In the next few weeks, we hope to have a webpage dedicated to CoPs so that you can see who is participating with whom and the descriptions of the different groups. We are working hard to identify funding for 2018 and will have a final budget to go to the board by mid-October. We have not yet identified all of the members of the Professional Well-Being Committee, but we look forward to that group convening and beginning to help with structures, convening strategies, timelines, and other logistics for these groups.

Keep watching this space for information! I expect to be adding updates almost weekly!
A Poem for Reflection
One of the most difficult responses to events like those in Charlottesville for me is that of despair, that stifled sense that things cannot improve, that there is no hope. This poem is one of many reminders that we have work to do, both together and individually:
"The World Has Need of You" by Ellen Bass
everything here
seems to need us
-Rainer Maria Rilke
I can hardly imagine it
as I walk to the lighthouse, feeling the ancient
prayer of my arms swinging
in counterpoint to my feet.
Here I am, suspended
between the sidewalk and twilight,
the sky dimming so fast it seems alive.
What if you felt the invisible
tug between you and everything?
A boy on a bicycle rides by,
his white shirt open, flaring
behind him like wings.
It's a hard time to be human. We know too much
and too little. Does the breeze need us?
The cliffs? The gulls?
If you've managed to do one good thing,
the ocean doesn't care.
But when Newton's apple fell toward the earth,
the earth, ever so slightly, fell
toward the apple.
Something Extra
Ryan Parker (Assoc. Certified Educator, Durham VA) heard this story on WUNC's "The State of Things," and thought it might be worth sharing with ACPE. While a small part of the overall story, Ryan appreciated the compelling way he spoke about the impact of our work.

Rev Joyner speaks about doing a "unit of CPE" and how this helped him "sneak into therapy." He describes the process of verbatim seminars and how they helped him learn that he was working out his issues in pastoral care encounters and that he needed therapy. Years later, through therapy and working as a Chaplain, Rev Joyner was prepared to begin the next phase of his ministry back in the parish, a calling to which he states he would have been unprepared without CPE, therapy, and chaplaincy.
Something Extra Extra
As many of you know, Mildred Best and Rebecca Adrian serve as ACPE Certified Educators at the University of Virginia Hospital in Charlottesville. Their whole staff was on duty when the victims of violence of last weekend's marches were admitted. Rebecca shared the following image: It is "a photo of a mandala that one of [her] students facilitated [their] interns and then [their] whole staff in making." She noted that "it speaks to the beauty of our diversity."

▶ **Explore the material**:
1 – In the newsletter, when is the final budget expected to go to the board?
2 – Copy the newsletter word for word from "It's a hard" to "of our work.".
The rows aren't needed for anything here.

▶ **Entries provided**:
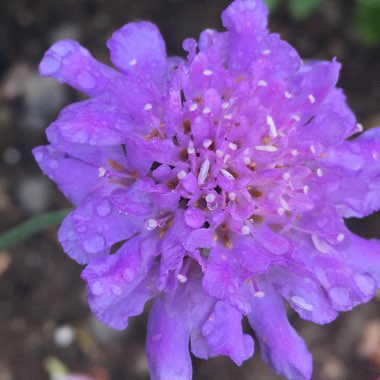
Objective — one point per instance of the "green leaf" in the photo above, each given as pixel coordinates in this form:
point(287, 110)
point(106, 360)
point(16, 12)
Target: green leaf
point(300, 10)
point(367, 21)
point(271, 4)
point(31, 227)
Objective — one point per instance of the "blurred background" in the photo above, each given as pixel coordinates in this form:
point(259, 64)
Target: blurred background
point(46, 329)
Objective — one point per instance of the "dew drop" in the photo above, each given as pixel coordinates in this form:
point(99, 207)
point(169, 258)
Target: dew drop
point(340, 295)
point(104, 207)
point(94, 244)
point(97, 288)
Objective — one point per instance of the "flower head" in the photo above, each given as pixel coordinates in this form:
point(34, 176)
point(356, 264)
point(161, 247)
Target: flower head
point(216, 185)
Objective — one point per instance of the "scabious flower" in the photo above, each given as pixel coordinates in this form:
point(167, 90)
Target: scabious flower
point(215, 185)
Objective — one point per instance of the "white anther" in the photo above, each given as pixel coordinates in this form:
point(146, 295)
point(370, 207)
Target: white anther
point(319, 172)
point(181, 278)
point(301, 303)
point(219, 153)
point(262, 83)
point(272, 126)
point(227, 174)
point(245, 230)
point(151, 224)
point(340, 237)
point(181, 174)
point(232, 196)
point(203, 171)
point(101, 172)
point(210, 198)
point(320, 245)
point(266, 148)
point(232, 146)
point(284, 204)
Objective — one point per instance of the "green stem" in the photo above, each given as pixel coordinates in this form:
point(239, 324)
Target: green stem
point(31, 227)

▶ **Responses**:
1 – By mid-October.

2 –
It's a hard time to be human. We know too much
and too little. Does the breeze need us?
The cliffs? The gulls?
If you've managed to do one good thing,
the ocean doesn't care.
But when Newton's apple fell toward the earth,
the earth, ever so slightly, fell
toward the apple.
Something Extra
Ryan Parker (Assoc. Certified Educator, Durham VA) heard this story on WUNC's "The State of Things," and thought it might be worth sharing with ACPE. While a small part of the overall story, Ryan appreciated the compelling way he spoke about the impact of our work.